== INFORMATION SHOWN ==

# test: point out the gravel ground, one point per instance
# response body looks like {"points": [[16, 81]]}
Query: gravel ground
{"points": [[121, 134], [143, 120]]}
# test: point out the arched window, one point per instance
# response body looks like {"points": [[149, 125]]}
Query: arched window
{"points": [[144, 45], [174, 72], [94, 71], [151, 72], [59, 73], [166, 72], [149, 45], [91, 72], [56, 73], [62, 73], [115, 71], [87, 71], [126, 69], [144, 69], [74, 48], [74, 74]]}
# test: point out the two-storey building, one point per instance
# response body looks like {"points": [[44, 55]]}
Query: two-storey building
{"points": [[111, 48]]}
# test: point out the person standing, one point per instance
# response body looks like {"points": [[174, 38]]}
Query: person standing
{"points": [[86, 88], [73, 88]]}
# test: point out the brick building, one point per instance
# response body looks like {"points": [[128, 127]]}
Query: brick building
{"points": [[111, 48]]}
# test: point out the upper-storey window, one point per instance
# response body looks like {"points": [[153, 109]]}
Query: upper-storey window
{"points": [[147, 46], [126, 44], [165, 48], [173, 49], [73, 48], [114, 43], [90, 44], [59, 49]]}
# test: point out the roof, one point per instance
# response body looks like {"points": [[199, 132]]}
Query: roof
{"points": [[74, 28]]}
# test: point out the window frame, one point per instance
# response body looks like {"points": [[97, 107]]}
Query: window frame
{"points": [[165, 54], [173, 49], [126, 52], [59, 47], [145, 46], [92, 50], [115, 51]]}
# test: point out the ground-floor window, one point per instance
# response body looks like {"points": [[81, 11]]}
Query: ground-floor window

===

> REQUIRED ACTION
Would you quote, exactly and only, the lines from the one containing "Query: window frame" to the end of the entries?

> RESPONSE TO THIS EXERCISE
Query: window frame
{"points": [[165, 54], [173, 49], [126, 52], [59, 47], [145, 46], [92, 50], [115, 51]]}
# test: point out the ground-floor window, one point per instance
# response body looks like {"points": [[81, 11]]}
Query: ground-floor window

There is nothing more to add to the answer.